◆ Brief
Turn every line of the data below into a JSON list of strings, one string per line, with blank lines left out.

◆ Material provided
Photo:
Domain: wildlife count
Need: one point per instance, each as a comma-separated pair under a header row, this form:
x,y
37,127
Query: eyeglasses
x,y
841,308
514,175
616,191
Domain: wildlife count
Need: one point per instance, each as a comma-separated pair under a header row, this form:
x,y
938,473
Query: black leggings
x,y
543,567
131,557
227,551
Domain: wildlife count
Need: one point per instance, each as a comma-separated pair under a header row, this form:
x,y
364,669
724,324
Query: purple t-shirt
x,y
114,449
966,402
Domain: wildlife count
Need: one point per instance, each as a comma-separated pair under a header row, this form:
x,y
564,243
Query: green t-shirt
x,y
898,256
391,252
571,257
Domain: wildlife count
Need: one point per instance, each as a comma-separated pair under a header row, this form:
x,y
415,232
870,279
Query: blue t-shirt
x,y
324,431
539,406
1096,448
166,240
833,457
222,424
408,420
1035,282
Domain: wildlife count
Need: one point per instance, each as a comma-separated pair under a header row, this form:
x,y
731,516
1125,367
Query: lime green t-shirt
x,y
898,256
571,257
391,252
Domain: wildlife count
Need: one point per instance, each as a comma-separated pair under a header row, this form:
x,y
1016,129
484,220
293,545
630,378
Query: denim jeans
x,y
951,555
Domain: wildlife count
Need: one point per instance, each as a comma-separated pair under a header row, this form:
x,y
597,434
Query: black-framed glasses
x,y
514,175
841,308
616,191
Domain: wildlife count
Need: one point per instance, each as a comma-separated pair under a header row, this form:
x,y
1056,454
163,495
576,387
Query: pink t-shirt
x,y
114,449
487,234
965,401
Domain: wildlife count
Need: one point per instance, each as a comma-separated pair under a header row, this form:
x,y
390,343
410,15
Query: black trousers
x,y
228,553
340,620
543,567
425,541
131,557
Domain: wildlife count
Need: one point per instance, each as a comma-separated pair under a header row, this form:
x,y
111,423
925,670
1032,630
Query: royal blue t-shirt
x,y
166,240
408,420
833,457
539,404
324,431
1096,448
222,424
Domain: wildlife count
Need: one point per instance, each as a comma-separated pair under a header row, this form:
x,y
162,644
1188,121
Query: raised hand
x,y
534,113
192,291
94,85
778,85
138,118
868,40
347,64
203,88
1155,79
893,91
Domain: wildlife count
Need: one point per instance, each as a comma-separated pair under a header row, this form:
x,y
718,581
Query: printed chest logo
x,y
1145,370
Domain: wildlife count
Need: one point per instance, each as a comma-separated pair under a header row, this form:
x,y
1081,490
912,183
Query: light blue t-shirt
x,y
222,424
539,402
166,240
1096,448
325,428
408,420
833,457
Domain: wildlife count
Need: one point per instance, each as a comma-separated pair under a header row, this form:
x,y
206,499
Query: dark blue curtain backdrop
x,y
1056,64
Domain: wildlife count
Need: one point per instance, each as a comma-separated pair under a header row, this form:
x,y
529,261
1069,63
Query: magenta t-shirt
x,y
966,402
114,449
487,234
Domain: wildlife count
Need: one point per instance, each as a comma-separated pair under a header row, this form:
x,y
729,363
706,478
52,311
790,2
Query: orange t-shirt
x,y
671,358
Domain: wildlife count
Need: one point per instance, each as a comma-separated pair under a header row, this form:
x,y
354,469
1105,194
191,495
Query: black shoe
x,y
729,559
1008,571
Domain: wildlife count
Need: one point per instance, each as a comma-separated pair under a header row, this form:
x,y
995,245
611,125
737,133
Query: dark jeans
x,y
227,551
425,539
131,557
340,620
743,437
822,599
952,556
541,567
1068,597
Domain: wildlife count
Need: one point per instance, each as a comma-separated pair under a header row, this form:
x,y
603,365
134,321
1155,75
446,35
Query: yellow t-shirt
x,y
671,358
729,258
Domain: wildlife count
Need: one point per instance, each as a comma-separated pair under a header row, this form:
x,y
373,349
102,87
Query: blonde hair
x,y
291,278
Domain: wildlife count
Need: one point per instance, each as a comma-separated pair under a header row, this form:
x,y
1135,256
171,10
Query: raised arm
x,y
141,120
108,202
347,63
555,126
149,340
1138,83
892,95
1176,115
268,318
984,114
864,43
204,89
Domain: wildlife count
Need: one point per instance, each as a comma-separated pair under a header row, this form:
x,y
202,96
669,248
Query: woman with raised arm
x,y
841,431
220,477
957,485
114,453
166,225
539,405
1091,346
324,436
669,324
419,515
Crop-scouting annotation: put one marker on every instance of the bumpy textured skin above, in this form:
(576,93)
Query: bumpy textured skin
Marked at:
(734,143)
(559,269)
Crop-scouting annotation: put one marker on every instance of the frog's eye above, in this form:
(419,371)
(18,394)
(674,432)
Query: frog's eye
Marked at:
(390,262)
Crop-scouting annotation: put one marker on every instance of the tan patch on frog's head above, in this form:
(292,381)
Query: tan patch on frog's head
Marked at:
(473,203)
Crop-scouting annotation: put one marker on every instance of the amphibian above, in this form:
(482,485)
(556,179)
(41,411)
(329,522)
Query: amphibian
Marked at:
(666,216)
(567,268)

◆ Task response
[
  "Photo:",
  "Domain: wildlife count",
  "Need: one point per instance, each as a comma-separated pair under a header row, this form:",
  "x,y",
  "37,127",
  "Query: eyeglasses",
  "x,y",
  "841,308",
  "514,175",
  "616,191",
  "Domain: wildlife count",
  "Need: one point per instance, each as a comma-separated pair under a header row, this form:",
  "x,y",
  "938,473",
  "Query: black leggings",
  "x,y",
  "543,567",
  "131,557",
  "227,551",
  "Domain: wildlife count",
  "Need: one point per instance, each as a comma-separated pair under a header row, this form:",
  "x,y",
  "364,669",
  "724,324",
  "Query: purple t-shirt",
  "x,y",
  "114,449",
  "966,402",
  "Domain: wildlife count",
  "Need: one point per instance, each as a comma-separated pair under a header row, this form:",
  "x,y",
  "564,243",
  "Query: green t-shirt",
  "x,y",
  "898,256",
  "391,252",
  "571,257",
  "Domain: wildlife count",
  "Need: one point per instance, each as a comma-separated pair under a header row, this form:",
  "x,y",
  "415,232",
  "870,279",
  "Query: blue t-shirt",
  "x,y",
  "324,431",
  "539,406",
  "1096,448",
  "166,240",
  "833,457",
  "222,424",
  "408,420",
  "1035,282",
  "Domain: wildlife count",
  "Need: one point per instance, each as a comma-separated pair under a header row, this form:",
  "x,y",
  "731,516",
  "1125,367",
  "Query: lime green t-shirt",
  "x,y",
  "898,256",
  "571,257",
  "391,252",
  "Domain: wildlife count",
  "Need: one point per instance, each as a comma-separated pair under a header row, this form:",
  "x,y",
  "1016,129",
  "484,220",
  "293,545",
  "630,378",
  "Query: denim jeans",
  "x,y",
  "951,555",
  "Domain: wildlife count",
  "Need: one point per instance, each as a comma-separated pair under a header row, this form:",
  "x,y",
  "597,434",
  "Query: black-framed glasses",
  "x,y",
  "514,175",
  "841,308",
  "616,191",
  "Domain: wildlife count",
  "Need: one point per instance, each as a comma-separated pair under a header row, this form:",
  "x,y",
  "1056,454",
  "163,495",
  "576,387",
  "Query: pink t-shirt",
  "x,y",
  "114,449",
  "487,234",
  "965,401",
  "Domain: wildlife count",
  "Need: one point per instance, each as a comma-separated pair under a header row, this form:",
  "x,y",
  "390,343",
  "410,15",
  "Query: black trousers",
  "x,y",
  "228,553",
  "340,620",
  "543,567",
  "425,541",
  "131,557",
  "Domain: wildlife count",
  "Need: one point per instance, each as a comma-separated pair under a header row, this form:",
  "x,y",
  "111,423",
  "925,670",
  "1032,630",
  "Query: royal blue t-shirt",
  "x,y",
  "166,240",
  "408,420",
  "833,457",
  "539,404",
  "324,431",
  "1096,448",
  "222,424",
  "Domain: wildlife count",
  "Need: one point per instance, each as a comma-separated pair under a header row, this form:",
  "x,y",
  "162,644",
  "1188,121",
  "Query: raised hand",
  "x,y",
  "534,113",
  "192,291",
  "94,85",
  "778,85",
  "138,118",
  "868,40",
  "347,64",
  "203,88",
  "1155,79",
  "893,91",
  "Domain: wildlife count",
  "Need: one point per instance, each as a comma-separated pair under a header row, this form:",
  "x,y",
  "718,581",
  "Query: printed chest logo",
  "x,y",
  "1145,370",
  "Domain: wildlife count",
  "Need: one point per instance, each as a comma-separated pair under a header row, this form:",
  "x,y",
  "1081,490",
  "912,183",
  "Query: light blue t-shirt",
  "x,y",
  "222,424",
  "539,402",
  "166,240",
  "1096,448",
  "325,428",
  "408,420",
  "833,457",
  "Domain: wildlife count",
  "Need: one point per instance, each as a comma-separated pair under a header row, this form:",
  "x,y",
  "206,499",
  "Query: dark blue curtain backdrop",
  "x,y",
  "1056,64",
  "Domain: wildlife count",
  "Need: one point per instance, each as a comma-separated pair under a header row, this form:",
  "x,y",
  "529,261",
  "1069,63",
  "Query: magenta t-shirt",
  "x,y",
  "966,402",
  "114,449",
  "487,234",
  "Domain: wildlife count",
  "Need: one point per instance, each as a comma-separated pair under a header row, this form:",
  "x,y",
  "729,363",
  "706,478",
  "52,311",
  "790,2",
  "Query: orange t-shirt",
  "x,y",
  "671,358",
  "Domain: wildlife count",
  "Need: one point per instance, each as a comma-separated pair under a header row, this form:",
  "x,y",
  "354,469",
  "1105,194",
  "191,495",
  "Query: black shoe",
  "x,y",
  "729,559",
  "1008,571",
  "Domain: wildlife count",
  "Need: one point per instance, each as a comma-separated pair under a header row, this form:",
  "x,y",
  "995,245",
  "611,125",
  "737,133",
  "Query: dark jeans",
  "x,y",
  "227,551",
  "425,539",
  "131,557",
  "340,620",
  "743,437",
  "822,599",
  "952,556",
  "541,567",
  "1068,597",
  "Domain: wildlife count",
  "Need: one point per instance, each as a comma-separated pair under a header row, this form:",
  "x,y",
  "603,365",
  "134,321",
  "1155,75",
  "446,35",
  "Query: yellow t-shirt",
  "x,y",
  "671,358",
  "729,258",
  "Domain: wildlife count",
  "Need: one point per instance, each as a comma-separated pair under a header row, this form:",
  "x,y",
  "373,349",
  "102,87",
  "Query: blonde hair",
  "x,y",
  "291,278",
  "Domain: wildlife count",
  "Need: one point per instance, each as a comma-separated pair under a header row, this form:",
  "x,y",
  "1135,256",
  "171,10",
  "Query: raised arm",
  "x,y",
  "141,120",
  "108,202",
  "347,63",
  "555,126",
  "149,340",
  "1138,83",
  "892,95",
  "1176,115",
  "268,318",
  "984,114",
  "864,43",
  "204,89",
  "Domain: wildlife count",
  "Need: one point per instance, each as a comma-separated pair under a header row, this form:",
  "x,y",
  "202,96",
  "669,248",
  "Query: woman with raised arm",
  "x,y",
  "841,431",
  "220,477",
  "957,485",
  "114,453",
  "166,225",
  "539,405",
  "1091,346",
  "324,436",
  "669,324",
  "419,515",
  "Crop-scouting annotation: put one marker on every instance of the bumpy textured skin above, in this form:",
  "(576,93)",
  "Query: bumpy textured skin",
  "Marked at:",
  "(734,143)",
  "(559,269)",
  "Crop-scouting annotation: put one marker on every instance of the frog's eye above, in this form:",
  "(419,371)",
  "(18,394)",
  "(674,432)",
  "Query: frog's eye",
  "Marked at:",
  "(390,262)",
  "Crop-scouting annotation: put one marker on every instance of the tan patch on frog's head above, in this form:",
  "(292,381)",
  "Query: tan patch on frog's head",
  "Marked at:",
  "(473,203)",
  "Crop-scouting annotation: put one marker on every instance of the amphibian above, in this form:",
  "(482,485)",
  "(556,179)",
  "(41,411)",
  "(329,522)",
  "Query: amphibian",
  "Marked at:",
  "(666,216)",
  "(567,268)"
]